## Problem to work on
Please write out every one of the records below without changing a single character.
%%
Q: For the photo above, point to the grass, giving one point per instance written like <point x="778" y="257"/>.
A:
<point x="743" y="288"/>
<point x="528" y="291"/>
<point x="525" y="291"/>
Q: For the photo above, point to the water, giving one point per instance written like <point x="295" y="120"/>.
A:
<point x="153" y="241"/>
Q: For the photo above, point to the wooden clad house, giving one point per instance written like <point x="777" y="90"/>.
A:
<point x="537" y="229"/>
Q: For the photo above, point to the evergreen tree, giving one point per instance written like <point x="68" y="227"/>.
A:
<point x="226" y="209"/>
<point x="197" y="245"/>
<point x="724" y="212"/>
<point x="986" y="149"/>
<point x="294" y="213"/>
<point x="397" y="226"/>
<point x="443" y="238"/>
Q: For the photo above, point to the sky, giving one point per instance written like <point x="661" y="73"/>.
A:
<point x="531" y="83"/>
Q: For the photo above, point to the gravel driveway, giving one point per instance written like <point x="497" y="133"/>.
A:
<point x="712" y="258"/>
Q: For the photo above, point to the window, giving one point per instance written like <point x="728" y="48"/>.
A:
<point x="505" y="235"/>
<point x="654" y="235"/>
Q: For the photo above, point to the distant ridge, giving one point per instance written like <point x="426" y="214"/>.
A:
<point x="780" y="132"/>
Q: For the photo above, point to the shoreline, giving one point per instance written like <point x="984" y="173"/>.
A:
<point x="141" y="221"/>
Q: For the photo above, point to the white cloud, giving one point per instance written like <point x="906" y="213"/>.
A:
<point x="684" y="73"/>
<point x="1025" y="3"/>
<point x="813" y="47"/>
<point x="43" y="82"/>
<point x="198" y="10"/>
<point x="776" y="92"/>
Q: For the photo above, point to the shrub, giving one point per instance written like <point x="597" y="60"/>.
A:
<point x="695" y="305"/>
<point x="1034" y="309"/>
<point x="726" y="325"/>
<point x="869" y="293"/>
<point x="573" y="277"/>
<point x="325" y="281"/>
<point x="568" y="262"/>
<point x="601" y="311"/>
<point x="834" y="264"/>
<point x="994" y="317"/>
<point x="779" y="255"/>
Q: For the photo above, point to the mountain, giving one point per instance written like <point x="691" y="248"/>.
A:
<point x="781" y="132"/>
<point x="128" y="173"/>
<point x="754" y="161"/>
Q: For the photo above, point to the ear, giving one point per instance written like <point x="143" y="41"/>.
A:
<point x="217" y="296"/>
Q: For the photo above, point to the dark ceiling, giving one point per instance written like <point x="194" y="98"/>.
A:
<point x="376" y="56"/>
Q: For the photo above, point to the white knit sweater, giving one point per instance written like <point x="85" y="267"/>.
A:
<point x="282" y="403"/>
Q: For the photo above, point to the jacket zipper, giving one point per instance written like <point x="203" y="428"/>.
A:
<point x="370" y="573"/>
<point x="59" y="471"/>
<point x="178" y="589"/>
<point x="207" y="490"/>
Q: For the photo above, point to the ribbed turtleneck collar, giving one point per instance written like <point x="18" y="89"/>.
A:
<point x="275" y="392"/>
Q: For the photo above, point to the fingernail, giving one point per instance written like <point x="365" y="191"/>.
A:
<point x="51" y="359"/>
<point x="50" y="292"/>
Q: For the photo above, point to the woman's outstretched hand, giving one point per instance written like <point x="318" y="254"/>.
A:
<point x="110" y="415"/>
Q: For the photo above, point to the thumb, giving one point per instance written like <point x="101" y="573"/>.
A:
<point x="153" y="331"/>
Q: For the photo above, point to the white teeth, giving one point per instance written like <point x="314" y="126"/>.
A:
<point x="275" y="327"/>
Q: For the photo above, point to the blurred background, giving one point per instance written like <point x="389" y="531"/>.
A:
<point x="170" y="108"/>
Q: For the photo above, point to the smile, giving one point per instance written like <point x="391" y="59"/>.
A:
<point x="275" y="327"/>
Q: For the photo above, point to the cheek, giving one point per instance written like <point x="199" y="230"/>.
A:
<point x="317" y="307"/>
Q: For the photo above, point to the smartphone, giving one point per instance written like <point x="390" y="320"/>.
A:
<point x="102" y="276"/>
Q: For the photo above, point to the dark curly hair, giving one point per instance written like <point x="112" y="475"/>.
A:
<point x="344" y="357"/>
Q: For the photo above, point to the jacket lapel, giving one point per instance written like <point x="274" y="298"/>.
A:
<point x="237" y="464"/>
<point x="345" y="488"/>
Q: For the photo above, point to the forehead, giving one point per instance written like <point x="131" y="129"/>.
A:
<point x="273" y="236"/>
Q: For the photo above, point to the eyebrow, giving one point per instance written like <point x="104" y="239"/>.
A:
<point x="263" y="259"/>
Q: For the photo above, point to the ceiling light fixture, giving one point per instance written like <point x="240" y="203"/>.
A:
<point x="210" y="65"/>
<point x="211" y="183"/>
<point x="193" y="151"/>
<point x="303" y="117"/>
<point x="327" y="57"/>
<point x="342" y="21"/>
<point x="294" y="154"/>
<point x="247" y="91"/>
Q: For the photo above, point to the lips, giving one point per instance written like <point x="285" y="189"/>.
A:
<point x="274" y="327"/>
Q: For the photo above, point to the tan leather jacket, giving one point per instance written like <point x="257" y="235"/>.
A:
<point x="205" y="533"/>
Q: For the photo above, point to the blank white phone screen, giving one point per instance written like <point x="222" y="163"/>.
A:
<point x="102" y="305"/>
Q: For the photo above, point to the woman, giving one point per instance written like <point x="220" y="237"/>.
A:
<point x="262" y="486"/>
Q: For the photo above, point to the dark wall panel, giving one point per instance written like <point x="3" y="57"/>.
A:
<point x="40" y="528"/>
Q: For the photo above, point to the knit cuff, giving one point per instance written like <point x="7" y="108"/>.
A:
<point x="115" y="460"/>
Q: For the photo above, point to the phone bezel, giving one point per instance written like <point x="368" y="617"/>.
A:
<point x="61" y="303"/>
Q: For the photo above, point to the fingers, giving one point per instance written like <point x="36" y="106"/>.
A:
%%
## Written answer
Q: For the photo above, point to the grass, giving one point per instance written like <point x="778" y="257"/>.
A:
<point x="743" y="288"/>
<point x="528" y="291"/>
<point x="525" y="291"/>
Q: For the photo above, point to the water, giving one point per instance written like <point x="295" y="120"/>.
A:
<point x="153" y="241"/>
Q: For the photo above, point to the wooden clad house, giving one point per instance written like <point x="777" y="90"/>.
A:
<point x="537" y="229"/>
Q: For the photo above, point to the evergreen tree, giving one point per instance written like <point x="68" y="227"/>.
A:
<point x="226" y="209"/>
<point x="197" y="245"/>
<point x="724" y="212"/>
<point x="986" y="149"/>
<point x="294" y="213"/>
<point x="397" y="226"/>
<point x="443" y="238"/>
Q: For the photo above, point to the sky, giving one point per instance written like <point x="661" y="73"/>.
A:
<point x="531" y="83"/>
Q: For the photo above, point to the gravel driveway, giving one point per instance written like <point x="497" y="133"/>.
A:
<point x="712" y="258"/>
Q: For the photo above, point to the window, giving one point per instance written like <point x="728" y="48"/>.
A:
<point x="505" y="235"/>
<point x="654" y="235"/>
Q: For the photo above, point to the distant ridge, giving one point per instance written like <point x="426" y="214"/>.
A:
<point x="780" y="132"/>
Q: For the photo above, point to the shoreline, giving one point per instance written like <point x="984" y="173"/>.
A:
<point x="141" y="221"/>
Q: For the photo above, point to the white cloud, giving one point per instance written like <point x="906" y="213"/>.
A:
<point x="684" y="73"/>
<point x="1025" y="3"/>
<point x="813" y="47"/>
<point x="43" y="82"/>
<point x="198" y="10"/>
<point x="776" y="92"/>
Q: For the photo above, point to the shrub, giving one point per instance written like <point x="597" y="60"/>.
A:
<point x="695" y="305"/>
<point x="1034" y="309"/>
<point x="726" y="325"/>
<point x="869" y="293"/>
<point x="573" y="277"/>
<point x="325" y="281"/>
<point x="568" y="262"/>
<point x="601" y="311"/>
<point x="834" y="264"/>
<point x="994" y="317"/>
<point x="779" y="255"/>
Q: For the photo above, point to the mountain, giving one point per instance written like <point x="691" y="248"/>.
A:
<point x="781" y="132"/>
<point x="128" y="173"/>
<point x="754" y="161"/>
Q: For the photo above, point to the ear, giving one point per instance written like <point x="143" y="41"/>.
A:
<point x="217" y="296"/>
Q: For the photo above, point to the dark ceiling, giving one point per instance written like <point x="194" y="98"/>.
A:
<point x="376" y="56"/>
Q: For the photo above, point to the white knit sweater, giving one point per instance written like <point x="85" y="267"/>.
A:
<point x="282" y="403"/>
Q: For the photo above, point to the jacket zipper, giving one point per instance written like <point x="203" y="428"/>.
A:
<point x="370" y="573"/>
<point x="59" y="471"/>
<point x="178" y="589"/>
<point x="207" y="490"/>
Q: For the photo above, point to the ribbed turtleneck collar, giving one point per instance written like <point x="18" y="89"/>.
A:
<point x="275" y="392"/>
Q: For the photo above, point to the fingernail, giving one point per instance written like <point x="365" y="191"/>.
A:
<point x="51" y="359"/>
<point x="50" y="292"/>
Q: For the photo above, point to the woman's outstretched hand, giving one point per instance written like <point x="318" y="254"/>.
A:
<point x="110" y="415"/>
Q: For the photo above, point to the thumb, giving one point per instance written like <point x="101" y="573"/>.
A:
<point x="153" y="331"/>
Q: For the photo above, point to the white teeth, giving one point per instance written like <point x="314" y="126"/>.
A:
<point x="275" y="327"/>
Q: For the photo above, point to the blurred background, giving one point per instance written like <point x="389" y="531"/>.
A:
<point x="170" y="108"/>
Q: For the photo above, point to the smile, giving one point per instance written like <point x="391" y="59"/>.
A:
<point x="275" y="327"/>
Q: For the photo above, point to the cheek, giving one point per instance written like <point x="199" y="230"/>.
A:
<point x="317" y="307"/>
Q: For the photo above, point to the smartphone, giving one point per instance written like <point x="390" y="320"/>.
A:
<point x="102" y="276"/>
Q: For the photo above, point to the dark curly hair, giving one point per instance written like <point x="112" y="475"/>.
A:
<point x="344" y="357"/>
Q: For the photo above, point to the jacket lapel, giving one point per instance written like <point x="274" y="298"/>.
A:
<point x="237" y="464"/>
<point x="345" y="488"/>
Q: For the photo above, point to the forehead, giving one point per instance written like <point x="131" y="129"/>.
A:
<point x="273" y="236"/>
Q: For the photo above, point to the eyebrow, giving one point per instance written like <point x="104" y="239"/>.
A:
<point x="263" y="259"/>
Q: For the photo above, point to the ceiling light fixture, giving one point per instance written like <point x="240" y="203"/>.
A:
<point x="210" y="65"/>
<point x="211" y="183"/>
<point x="193" y="151"/>
<point x="303" y="117"/>
<point x="327" y="57"/>
<point x="342" y="21"/>
<point x="294" y="154"/>
<point x="247" y="91"/>
Q: For the photo above, point to the lips, giving one point per instance written like <point x="285" y="189"/>.
A:
<point x="274" y="327"/>
Q: For the photo above, point to the tan leather jacket, giving one point per instance written like <point x="257" y="235"/>.
A:
<point x="205" y="533"/>
Q: For the photo above, point to the blank white phone screen, giving one point per instance written like <point x="222" y="163"/>.
A:
<point x="102" y="305"/>
Q: For the photo above, point to the woman, giving one point per instance written like <point x="220" y="237"/>.
A:
<point x="262" y="486"/>
Q: For the photo above, point to the dark wall panel, giving one point per instance written like <point x="3" y="57"/>.
A:
<point x="40" y="528"/>
Q: For the photo above, point to the knit cuff, giving one point per instance written like <point x="7" y="108"/>.
A:
<point x="115" y="460"/>
Q: For the photo above, point to the phone bezel, giving one point per instance written like <point x="368" y="617"/>.
A:
<point x="61" y="303"/>
Q: For the photo above, point to the fingers, giving one point per instance written like <point x="36" y="106"/>.
A:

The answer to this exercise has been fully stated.